Collection entries
———
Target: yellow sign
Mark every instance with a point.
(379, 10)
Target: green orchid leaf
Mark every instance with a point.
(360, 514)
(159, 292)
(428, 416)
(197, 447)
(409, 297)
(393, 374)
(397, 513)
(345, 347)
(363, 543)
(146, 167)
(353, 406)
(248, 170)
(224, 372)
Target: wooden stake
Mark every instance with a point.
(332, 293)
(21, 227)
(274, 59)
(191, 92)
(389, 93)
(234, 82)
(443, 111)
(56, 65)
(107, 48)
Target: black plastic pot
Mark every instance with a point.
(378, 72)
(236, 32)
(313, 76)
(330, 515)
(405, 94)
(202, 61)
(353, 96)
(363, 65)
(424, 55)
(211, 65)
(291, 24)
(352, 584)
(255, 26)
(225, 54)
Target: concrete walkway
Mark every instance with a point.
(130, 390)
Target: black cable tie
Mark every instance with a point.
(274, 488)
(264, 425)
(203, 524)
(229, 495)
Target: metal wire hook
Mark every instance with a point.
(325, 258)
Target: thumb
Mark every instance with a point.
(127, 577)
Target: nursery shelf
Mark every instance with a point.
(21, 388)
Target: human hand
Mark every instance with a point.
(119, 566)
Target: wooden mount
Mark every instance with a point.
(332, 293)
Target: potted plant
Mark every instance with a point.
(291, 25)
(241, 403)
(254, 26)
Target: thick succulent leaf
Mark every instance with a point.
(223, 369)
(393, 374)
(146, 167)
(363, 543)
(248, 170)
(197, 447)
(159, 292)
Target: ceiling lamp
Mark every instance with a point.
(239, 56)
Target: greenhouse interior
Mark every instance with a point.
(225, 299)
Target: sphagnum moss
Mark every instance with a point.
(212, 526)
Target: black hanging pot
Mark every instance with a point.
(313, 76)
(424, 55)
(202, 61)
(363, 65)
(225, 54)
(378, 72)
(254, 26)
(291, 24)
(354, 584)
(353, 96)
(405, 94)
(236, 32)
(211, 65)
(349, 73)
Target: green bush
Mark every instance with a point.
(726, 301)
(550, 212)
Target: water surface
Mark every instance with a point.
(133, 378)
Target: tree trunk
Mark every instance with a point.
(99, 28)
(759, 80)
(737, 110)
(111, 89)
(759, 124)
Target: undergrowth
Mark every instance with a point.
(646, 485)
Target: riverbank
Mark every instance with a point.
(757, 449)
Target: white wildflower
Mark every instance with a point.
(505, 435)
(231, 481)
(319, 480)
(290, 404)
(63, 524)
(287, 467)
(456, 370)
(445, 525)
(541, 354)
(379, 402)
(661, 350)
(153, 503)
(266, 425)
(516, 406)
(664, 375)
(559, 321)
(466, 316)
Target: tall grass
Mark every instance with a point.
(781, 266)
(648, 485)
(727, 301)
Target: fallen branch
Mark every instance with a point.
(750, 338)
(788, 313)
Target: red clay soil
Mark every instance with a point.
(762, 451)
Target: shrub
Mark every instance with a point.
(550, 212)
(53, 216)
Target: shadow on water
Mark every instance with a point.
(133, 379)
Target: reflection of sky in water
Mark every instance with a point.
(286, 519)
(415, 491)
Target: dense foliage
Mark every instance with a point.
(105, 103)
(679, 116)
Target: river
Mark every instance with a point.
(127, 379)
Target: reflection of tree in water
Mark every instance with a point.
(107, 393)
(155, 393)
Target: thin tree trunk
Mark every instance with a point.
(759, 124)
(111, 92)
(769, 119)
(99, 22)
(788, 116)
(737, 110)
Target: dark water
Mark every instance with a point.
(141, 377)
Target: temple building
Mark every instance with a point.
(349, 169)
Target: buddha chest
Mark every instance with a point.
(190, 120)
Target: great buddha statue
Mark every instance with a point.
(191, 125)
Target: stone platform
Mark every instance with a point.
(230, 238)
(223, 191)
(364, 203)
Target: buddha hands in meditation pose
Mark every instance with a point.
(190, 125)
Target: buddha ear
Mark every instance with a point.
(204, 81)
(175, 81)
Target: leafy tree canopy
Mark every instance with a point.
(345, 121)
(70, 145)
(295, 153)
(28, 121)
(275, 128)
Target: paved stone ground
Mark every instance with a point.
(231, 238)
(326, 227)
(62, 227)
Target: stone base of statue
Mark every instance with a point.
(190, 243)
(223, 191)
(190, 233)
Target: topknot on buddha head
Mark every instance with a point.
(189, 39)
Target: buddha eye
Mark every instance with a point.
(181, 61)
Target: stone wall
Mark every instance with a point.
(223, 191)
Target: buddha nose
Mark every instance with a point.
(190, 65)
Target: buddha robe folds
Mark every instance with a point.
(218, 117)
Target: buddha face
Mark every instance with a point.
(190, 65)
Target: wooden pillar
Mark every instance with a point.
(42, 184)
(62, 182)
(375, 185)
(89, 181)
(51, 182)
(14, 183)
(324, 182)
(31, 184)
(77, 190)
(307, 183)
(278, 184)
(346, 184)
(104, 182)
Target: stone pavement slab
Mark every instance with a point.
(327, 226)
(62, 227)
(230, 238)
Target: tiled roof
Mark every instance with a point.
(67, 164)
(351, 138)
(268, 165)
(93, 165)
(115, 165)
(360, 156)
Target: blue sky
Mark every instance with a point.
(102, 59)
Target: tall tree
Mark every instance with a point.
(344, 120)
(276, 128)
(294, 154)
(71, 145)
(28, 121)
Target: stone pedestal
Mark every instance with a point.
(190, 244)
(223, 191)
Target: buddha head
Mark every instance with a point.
———
■ **WORK ITEM**
When a line in the records above contains the word "black", copy it.

■ **EXPECTED OUTPUT**
Target: black plastic pot
Target: black cable tie
Target: black hanging pot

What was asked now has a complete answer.